(Region pointing data)
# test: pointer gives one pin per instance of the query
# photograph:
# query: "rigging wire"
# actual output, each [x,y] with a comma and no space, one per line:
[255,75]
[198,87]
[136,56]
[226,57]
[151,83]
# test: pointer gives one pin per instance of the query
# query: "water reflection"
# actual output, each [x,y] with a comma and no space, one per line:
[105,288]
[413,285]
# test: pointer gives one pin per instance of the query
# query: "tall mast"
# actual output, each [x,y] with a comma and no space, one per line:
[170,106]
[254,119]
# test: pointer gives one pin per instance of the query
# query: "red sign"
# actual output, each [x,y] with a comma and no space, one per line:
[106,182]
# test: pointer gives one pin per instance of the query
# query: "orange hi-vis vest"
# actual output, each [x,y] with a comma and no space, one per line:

=== What to work on ===
Retype all of the records so that every line matches the original exactly.

=== Exercise answer ===
# test: pointer gives one pin per instance of the query
# photograph:
# query: "rigging wire"
# actual output, each [x,y] with a comma and no space, one per line:
[255,75]
[198,87]
[136,56]
[226,57]
[151,83]
# test: pointer gives one pin per instance of the query
# query: "water reflection"
# actual output, each [x,y] with a comma and no space, one per line:
[105,288]
[413,285]
# test: pointer gives one pin per instance of the query
# query: "tall mast"
# actual output, each [x,y] with a comma and no space, one per line:
[170,106]
[254,119]
# test: pointer gives one pin per instance of the query
# query: "red sign"
# actual output, each [x,y] with a comma and no space, one per line:
[106,182]
# test: pointer gives one pin per instance of the query
# query: "orange hi-vis vest"
# actual output, each [x,y] with a comma and no space, one per line:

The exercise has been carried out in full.